**Goal of the exercise**
From the text about Galford and Lewdown, list every person named under the heading "Notable residents".
----- Document text
Galford near Lewdown is assumed to be the site of the Battle of Gafulford in the 9th century. The Anglo-Saxon Chronicle states that in 825 (adjusted date) a battle was fought involving the "West Welsh" and the "Defnas". it states:- "The Westwealas (Cornish) and the Defnas (men of Devon) fought at Gafulforda". However, there is no mention of who won or who lost, whether the men of Cornwall and Devon were fighting each other or on the same side, and no mention of Egbert of Wessex. Local vicar Sabine Baring-Gould was the first to suggest that Gafulforda should be identified as Galford on the banks of the River Lew. He gave the name Galford a Celtic origin (Gafi a holdfast, and ffordd a road), though a more recent derivation is Gafol-ford meaning tax/tribute ford. Others, however, have suggested that Gafulford should be placed at Camelford, some 60 km further west.

==Notable residents==
- Sabine Baring-Gould (1834–1924), Anglican priest, hymn writer, landowner, antiquarian.
- Lily Chitty (1893-1979), archaeologist, was born at Lewdown.
- Jethro (1948–2021), West Country comedian, resided in Lewdown.

Thomas Wood of Lew Trenchard built a mansion at Trevillet, Tintagel, Cornwall, in the 16th century. His son John became member of Parliament for the borough of Bossiney in the parliaments of 1614 and 1621–22, and died in 1623.
----------
----- Supplied records
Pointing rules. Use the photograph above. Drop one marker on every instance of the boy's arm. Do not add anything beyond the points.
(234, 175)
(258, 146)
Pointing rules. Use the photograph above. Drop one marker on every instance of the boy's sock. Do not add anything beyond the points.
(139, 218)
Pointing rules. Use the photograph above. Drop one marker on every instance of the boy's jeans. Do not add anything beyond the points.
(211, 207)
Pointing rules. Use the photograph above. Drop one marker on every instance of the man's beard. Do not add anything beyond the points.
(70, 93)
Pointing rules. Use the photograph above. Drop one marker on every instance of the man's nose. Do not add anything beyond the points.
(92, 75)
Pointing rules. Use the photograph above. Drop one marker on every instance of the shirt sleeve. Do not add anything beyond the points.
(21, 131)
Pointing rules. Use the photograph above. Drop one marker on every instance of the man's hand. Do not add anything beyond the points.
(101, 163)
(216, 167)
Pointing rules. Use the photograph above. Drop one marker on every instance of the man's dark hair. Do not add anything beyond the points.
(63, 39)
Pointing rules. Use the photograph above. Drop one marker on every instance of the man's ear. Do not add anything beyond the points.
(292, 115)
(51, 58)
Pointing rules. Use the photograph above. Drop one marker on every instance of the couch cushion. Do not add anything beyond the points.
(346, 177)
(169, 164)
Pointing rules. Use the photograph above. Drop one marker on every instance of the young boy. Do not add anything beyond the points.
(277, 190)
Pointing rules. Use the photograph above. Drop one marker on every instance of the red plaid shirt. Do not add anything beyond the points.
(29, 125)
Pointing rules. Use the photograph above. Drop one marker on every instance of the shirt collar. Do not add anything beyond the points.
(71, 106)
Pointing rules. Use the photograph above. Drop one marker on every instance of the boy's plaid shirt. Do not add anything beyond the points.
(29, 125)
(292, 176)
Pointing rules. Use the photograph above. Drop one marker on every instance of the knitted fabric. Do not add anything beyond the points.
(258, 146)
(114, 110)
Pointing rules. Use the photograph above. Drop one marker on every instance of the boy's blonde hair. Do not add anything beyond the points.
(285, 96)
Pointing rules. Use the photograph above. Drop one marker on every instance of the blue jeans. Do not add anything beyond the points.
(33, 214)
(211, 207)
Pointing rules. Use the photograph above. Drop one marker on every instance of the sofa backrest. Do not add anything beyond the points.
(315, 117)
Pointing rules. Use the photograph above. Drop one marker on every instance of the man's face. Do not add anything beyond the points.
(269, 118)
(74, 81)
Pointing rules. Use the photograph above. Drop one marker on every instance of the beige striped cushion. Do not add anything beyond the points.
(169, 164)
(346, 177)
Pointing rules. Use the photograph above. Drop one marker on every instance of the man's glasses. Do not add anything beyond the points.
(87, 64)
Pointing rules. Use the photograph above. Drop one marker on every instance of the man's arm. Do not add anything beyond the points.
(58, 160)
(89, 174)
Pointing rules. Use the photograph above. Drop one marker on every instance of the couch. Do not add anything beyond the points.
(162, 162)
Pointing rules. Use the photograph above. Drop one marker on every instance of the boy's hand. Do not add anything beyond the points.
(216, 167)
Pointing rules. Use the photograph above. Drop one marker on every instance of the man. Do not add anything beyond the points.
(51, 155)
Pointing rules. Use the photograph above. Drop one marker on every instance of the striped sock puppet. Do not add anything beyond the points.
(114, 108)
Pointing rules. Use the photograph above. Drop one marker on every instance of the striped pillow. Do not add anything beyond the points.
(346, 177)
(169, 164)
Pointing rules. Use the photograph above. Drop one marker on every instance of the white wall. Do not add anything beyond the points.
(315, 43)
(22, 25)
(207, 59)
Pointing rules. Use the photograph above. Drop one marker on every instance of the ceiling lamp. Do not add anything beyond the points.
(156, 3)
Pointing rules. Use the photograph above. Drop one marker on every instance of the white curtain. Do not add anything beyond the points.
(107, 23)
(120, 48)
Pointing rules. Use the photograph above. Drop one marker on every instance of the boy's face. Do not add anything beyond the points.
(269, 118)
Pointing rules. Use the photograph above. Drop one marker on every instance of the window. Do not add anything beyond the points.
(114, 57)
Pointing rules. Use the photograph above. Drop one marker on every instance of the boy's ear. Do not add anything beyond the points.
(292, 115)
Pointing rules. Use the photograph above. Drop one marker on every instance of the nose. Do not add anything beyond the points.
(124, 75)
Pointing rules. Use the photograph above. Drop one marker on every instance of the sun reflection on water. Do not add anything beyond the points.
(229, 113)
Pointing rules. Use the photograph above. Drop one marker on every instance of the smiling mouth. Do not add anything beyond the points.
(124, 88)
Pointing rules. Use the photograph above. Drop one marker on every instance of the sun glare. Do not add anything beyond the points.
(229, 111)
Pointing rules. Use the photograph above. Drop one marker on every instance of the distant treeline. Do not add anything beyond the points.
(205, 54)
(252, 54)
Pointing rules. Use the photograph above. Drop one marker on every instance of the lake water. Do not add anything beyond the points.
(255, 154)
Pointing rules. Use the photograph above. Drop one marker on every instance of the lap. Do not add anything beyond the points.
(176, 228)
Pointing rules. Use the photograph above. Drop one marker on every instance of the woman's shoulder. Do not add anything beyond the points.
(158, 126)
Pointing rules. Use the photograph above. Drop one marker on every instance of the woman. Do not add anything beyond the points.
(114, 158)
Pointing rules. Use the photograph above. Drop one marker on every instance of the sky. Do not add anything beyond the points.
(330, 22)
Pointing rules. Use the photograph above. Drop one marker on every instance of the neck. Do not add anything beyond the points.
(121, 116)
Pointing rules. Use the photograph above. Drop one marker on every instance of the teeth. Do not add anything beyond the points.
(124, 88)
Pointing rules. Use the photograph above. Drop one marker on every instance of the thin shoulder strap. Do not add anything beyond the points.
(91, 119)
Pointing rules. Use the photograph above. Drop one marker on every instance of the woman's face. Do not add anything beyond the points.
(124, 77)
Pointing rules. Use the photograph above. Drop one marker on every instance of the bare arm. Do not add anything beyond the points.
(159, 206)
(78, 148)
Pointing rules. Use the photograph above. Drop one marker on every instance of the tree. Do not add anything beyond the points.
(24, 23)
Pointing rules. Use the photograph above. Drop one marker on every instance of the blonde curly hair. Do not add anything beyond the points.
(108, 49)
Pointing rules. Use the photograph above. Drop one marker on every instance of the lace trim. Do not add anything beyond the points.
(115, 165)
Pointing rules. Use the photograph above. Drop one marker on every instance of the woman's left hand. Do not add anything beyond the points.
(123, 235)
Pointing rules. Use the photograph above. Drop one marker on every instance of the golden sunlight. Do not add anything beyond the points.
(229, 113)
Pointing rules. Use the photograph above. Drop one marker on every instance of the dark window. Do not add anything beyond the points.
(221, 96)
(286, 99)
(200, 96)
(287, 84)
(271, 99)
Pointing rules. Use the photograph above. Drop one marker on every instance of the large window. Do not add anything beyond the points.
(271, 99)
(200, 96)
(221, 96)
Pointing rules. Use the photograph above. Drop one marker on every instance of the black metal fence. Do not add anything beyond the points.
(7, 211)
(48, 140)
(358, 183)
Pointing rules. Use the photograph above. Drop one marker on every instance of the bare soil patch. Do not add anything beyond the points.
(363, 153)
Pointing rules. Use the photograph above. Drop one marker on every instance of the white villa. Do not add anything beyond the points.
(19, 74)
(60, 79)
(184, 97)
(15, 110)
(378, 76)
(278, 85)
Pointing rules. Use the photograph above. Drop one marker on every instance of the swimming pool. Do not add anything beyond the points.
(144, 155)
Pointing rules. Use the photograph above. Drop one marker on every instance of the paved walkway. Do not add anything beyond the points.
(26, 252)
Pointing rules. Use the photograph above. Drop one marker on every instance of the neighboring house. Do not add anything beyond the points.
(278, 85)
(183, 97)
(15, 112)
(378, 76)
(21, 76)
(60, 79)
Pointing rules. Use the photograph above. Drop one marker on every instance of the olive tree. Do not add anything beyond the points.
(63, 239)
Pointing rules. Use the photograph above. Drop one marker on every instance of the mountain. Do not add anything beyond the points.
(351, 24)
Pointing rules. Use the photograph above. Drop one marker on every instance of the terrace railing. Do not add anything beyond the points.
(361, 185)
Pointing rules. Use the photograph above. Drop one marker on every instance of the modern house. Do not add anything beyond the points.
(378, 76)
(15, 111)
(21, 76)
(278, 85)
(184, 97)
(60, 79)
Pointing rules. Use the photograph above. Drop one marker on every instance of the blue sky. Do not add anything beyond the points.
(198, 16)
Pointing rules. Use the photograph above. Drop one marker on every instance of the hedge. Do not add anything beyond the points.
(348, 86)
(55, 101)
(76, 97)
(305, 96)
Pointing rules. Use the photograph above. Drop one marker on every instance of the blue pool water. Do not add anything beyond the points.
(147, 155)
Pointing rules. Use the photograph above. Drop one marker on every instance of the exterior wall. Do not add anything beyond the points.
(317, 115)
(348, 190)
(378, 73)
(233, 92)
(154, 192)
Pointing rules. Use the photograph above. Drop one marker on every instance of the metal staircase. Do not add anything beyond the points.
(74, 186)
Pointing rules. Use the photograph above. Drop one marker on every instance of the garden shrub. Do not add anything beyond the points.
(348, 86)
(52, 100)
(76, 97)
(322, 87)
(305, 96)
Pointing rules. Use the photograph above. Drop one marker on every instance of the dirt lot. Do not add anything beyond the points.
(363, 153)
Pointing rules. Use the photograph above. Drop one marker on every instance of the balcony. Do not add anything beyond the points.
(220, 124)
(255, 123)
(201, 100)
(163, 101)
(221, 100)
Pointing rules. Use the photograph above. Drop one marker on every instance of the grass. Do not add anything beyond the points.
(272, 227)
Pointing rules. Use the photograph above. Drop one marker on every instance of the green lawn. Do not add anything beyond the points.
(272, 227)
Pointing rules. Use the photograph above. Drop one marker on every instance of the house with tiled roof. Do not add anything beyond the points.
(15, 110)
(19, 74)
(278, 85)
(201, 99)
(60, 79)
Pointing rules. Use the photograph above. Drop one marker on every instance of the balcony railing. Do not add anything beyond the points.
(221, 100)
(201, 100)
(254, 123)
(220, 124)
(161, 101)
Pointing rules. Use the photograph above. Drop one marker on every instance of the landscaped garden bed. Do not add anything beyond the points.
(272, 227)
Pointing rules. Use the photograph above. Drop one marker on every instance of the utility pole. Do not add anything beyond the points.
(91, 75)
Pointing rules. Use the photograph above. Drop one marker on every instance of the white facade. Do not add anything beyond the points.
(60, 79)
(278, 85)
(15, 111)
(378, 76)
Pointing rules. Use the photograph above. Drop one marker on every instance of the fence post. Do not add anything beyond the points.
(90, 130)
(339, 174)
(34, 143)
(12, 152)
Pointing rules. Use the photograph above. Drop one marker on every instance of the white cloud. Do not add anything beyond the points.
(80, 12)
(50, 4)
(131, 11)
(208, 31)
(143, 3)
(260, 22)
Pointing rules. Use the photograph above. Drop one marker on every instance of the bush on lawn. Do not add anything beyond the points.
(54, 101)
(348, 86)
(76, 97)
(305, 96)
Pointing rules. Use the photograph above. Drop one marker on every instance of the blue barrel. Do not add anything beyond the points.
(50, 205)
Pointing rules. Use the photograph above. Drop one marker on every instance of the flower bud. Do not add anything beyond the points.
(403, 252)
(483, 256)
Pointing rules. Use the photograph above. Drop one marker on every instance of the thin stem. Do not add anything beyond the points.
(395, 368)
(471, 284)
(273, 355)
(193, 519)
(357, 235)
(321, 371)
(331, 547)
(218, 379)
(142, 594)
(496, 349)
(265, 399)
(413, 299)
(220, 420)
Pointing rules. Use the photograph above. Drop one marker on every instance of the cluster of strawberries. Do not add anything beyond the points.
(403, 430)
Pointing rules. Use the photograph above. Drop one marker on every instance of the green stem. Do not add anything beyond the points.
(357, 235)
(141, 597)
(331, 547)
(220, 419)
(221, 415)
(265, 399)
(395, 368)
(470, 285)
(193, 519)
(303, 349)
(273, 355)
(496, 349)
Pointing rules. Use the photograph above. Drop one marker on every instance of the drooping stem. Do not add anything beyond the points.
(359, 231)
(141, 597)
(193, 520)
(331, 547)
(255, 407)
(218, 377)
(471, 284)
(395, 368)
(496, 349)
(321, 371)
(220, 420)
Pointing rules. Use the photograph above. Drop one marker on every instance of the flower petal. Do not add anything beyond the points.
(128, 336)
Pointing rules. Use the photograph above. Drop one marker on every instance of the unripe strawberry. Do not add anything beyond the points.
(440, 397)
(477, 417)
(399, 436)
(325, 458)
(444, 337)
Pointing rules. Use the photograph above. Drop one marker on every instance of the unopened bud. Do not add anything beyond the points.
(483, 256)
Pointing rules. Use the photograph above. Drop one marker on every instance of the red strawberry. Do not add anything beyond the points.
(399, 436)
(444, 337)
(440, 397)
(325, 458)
----------
**Result of this exercise**
Sabine Baring-Gould, Lily Chitty, Jethro